• **Activity**
For every line of the records below that holds "triangular", add one. Give only the final total.

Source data
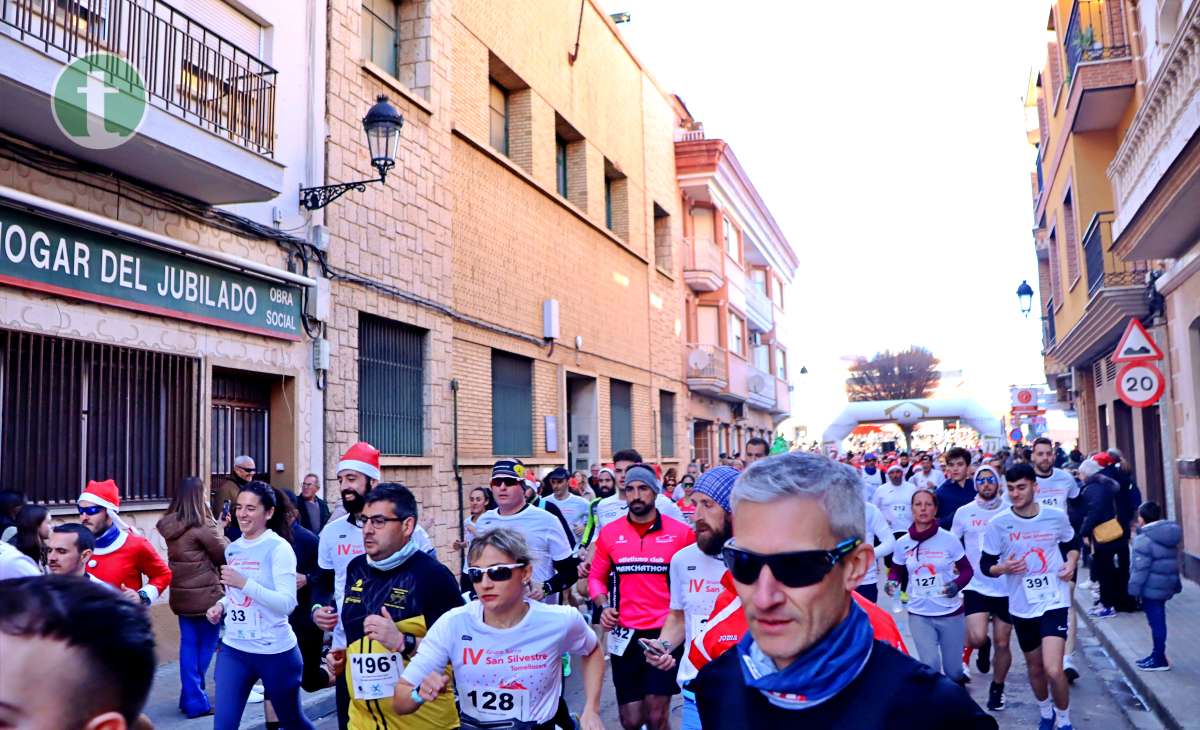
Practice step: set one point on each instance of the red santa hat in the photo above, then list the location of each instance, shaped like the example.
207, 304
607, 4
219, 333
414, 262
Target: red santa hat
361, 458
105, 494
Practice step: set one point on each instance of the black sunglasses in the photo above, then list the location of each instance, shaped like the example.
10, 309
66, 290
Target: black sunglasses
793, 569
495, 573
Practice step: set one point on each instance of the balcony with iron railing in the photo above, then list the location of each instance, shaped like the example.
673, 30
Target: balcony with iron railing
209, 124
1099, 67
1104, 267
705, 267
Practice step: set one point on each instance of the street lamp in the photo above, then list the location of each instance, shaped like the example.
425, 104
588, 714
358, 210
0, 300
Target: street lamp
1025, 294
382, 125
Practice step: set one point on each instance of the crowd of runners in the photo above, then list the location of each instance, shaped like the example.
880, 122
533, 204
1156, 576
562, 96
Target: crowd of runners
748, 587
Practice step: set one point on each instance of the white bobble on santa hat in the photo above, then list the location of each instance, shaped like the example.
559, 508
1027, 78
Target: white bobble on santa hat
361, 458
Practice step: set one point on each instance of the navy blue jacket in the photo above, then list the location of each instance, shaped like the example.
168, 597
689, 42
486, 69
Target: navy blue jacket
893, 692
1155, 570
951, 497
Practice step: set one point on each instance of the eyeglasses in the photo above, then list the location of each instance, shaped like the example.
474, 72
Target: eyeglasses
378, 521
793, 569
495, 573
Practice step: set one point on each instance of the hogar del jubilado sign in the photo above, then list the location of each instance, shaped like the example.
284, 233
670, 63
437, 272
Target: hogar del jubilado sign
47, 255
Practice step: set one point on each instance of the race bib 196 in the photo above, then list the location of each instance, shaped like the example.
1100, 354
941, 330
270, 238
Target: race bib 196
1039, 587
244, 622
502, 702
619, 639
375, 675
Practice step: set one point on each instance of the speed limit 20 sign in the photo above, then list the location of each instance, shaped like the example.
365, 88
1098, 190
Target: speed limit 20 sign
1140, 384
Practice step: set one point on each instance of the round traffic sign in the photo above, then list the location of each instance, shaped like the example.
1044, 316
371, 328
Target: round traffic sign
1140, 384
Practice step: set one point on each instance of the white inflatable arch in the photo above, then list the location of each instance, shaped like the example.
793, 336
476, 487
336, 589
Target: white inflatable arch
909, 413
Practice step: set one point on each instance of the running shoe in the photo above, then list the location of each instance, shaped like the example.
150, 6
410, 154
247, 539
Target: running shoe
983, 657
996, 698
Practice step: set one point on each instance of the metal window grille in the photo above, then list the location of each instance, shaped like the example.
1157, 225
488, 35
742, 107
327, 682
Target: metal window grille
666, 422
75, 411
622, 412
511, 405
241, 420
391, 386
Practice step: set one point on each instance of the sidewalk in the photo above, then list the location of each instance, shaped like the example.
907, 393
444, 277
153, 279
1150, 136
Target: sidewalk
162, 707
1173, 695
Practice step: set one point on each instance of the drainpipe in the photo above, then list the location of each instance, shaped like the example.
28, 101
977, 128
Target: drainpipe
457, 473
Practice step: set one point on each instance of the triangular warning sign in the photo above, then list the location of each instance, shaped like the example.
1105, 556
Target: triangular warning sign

• **Your response**
2